Exercise text:
-*-*-

Over a dozen local restaurant operators Tuesday evening convened in an Allegheny County Health Department public hearing, where they chewed and spat out an A-B-C grade system based on compliance with food safety procedures.
If passed, Allegheny County residents will see letter grades posted on the doors of all public eating facilities by early September — including restaurants, church kitchens, schools, supermarkets, nursing homes and pool snack bars.
“We’re basically providing an easily interpretable mechanism by which the consumer can interpret our inspections,” said Jim Thompson, deputy director of environmental health.
Grading would be based on compliance with 33 categories of safety provisions that span from tossing expired food and washing used cutlery to providing separate changing facilities and toilets for employees. Any grade below an “A” will require a follow-up inspection of the establishment. Further reinspections may be requested once every calendar year for a fee of $150 at the owner’s expense. Imminent health hazards — such as roof leakage onto food or major cockroach infestations — will warrant the immediate closure of the eatery.
The grading system is a hot potato for Allegheny County restaurant owners, who successfully challenged a similar proposal in March 2011. “It feels a little bit like Groundhog Day,” quipped Kevin Joyce, owner of the Carlton, Downtown.
As in 2011, the central concern of local operators is an alleged misallocation of $3.4 million in federal funds to combat food borne illnesses. “There are only 17 inspectors for over 9,000 facilities and no measures to ensure consistent grading across the board,” said Mehrdad Emamzadeh, a veteran of the hospitality industry.
Opponents of the program also noted that letter grades would constitute but a “snapshot in time,” unreasonably penalizing human error in a public fashion that would “virtually ruin reputations.” Mr. Emamzadeh, along with two restaurant owners, vowed not to open new establishments in the county if the grade plan were enacted.
John Longstreet, president and CEO of the Pennsylvania Restaurant and Lodging Association, suggested allocating funds to activities “that actually improve food safety,” such as the training of more inspectors and an increase in the number of inspections required per year. “By targeting a county that is nationally recognized for the quality of its health inspections, we make food safety worse.”
Despite board concessions such as a reduction in reinspections and the establishment of a fund to distribute monies toward department activities that improve food safety and awareness, Mr. Joyce and others affirmed that “very little has changed in three years.”
Seven of the 11 who testified at the meeting accused the Post-Gazette of inaccurately painting a small number of “exceptional violators” of safety precautions as representative of all Allegheny County food establishments. “The Post-Gazette is responsible for pushing its agenda on the Board of Health, turning inspectors into the food police,” declared Mr.Joyce.
In response, David M. Shribman, the newspaper's executive editor and vice president, said, “Just as restaurateurs serve the community with food and drink, the Post-Gazette serves the community with fair-minded but aggressive reporting.
“The Post-Gazette’s role and duty are to provide vital information on these sorts of important topics. We expect to continue performing in this role, which is both our responsibility and what our readers expect of us.”
The proposal will be available for public comment through Thursday at www.achd.net.

-*-*-

Study questions:
A. Please list every kind of public eating facility that the restaurant grading article says would post letter grades on its doors.
B. Print the restaurant grading article from "The grading system" up to and including "the hospitality industry.".

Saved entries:
-*-*-

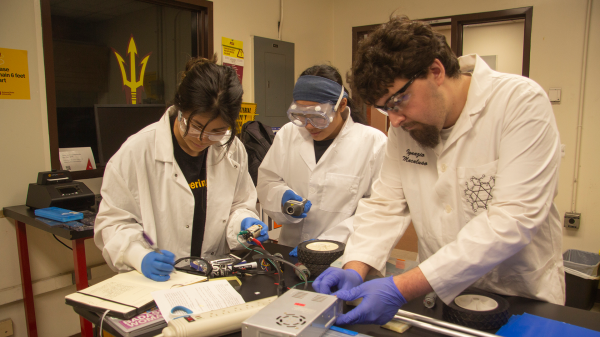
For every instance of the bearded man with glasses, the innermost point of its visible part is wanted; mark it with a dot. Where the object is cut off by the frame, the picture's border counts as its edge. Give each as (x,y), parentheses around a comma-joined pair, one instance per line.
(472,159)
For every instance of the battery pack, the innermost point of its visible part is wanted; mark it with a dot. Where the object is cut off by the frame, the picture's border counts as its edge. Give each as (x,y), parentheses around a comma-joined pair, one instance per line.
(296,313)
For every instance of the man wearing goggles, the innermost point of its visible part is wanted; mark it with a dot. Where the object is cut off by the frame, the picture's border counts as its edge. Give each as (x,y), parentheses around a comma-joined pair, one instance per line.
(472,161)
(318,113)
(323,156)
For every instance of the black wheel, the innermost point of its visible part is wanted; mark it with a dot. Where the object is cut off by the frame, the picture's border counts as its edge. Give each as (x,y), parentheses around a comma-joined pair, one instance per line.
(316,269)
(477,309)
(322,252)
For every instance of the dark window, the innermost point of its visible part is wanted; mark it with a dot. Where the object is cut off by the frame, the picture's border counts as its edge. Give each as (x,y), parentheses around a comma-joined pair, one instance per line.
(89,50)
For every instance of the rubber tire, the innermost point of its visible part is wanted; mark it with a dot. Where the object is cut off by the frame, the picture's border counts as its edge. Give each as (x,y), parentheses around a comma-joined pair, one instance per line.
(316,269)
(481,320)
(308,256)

-*-*-

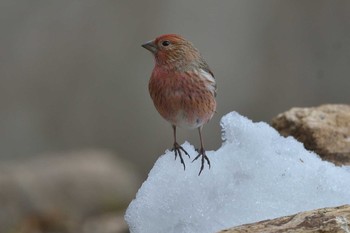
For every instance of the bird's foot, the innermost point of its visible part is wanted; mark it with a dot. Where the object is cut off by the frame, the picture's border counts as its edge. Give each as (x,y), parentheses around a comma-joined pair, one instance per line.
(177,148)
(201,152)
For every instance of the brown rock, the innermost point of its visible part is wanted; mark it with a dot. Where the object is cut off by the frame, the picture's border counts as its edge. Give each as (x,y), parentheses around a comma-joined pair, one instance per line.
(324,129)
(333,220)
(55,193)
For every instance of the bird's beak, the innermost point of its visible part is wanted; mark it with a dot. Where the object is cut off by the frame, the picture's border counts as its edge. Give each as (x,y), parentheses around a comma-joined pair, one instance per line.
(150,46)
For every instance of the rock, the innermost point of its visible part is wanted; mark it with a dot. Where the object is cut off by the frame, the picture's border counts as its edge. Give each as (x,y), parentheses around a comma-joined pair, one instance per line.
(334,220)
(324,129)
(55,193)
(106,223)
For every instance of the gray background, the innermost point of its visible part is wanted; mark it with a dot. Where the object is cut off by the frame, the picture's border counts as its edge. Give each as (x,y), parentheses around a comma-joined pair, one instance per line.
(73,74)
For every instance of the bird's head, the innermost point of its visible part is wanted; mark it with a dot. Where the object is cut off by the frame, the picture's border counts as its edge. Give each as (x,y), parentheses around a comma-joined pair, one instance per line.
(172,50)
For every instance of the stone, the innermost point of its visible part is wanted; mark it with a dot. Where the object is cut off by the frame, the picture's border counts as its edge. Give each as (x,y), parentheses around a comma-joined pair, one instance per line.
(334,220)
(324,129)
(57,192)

-*-*-

Answers for the exercise:
A. restaurants, church kitchens, schools, supermarkets, nursing homes, pool snack bars

B.
The grading system is a hot potato for Allegheny County restaurant owners, who successfully challenged a similar proposal in March 2011. “It feels a little bit like Groundhog Day,” quipped Kevin Joyce, owner of the Carlton, Downtown.
As in 2011, the central concern of local operators is an alleged misallocation of $3.4 million in federal funds to combat food borne illnesses. “There are only 17 inspectors for over 9,000 facilities and no measures to ensure consistent grading across the board,” said Mehrdad Emamzadeh, a veteran of the hospitality industry.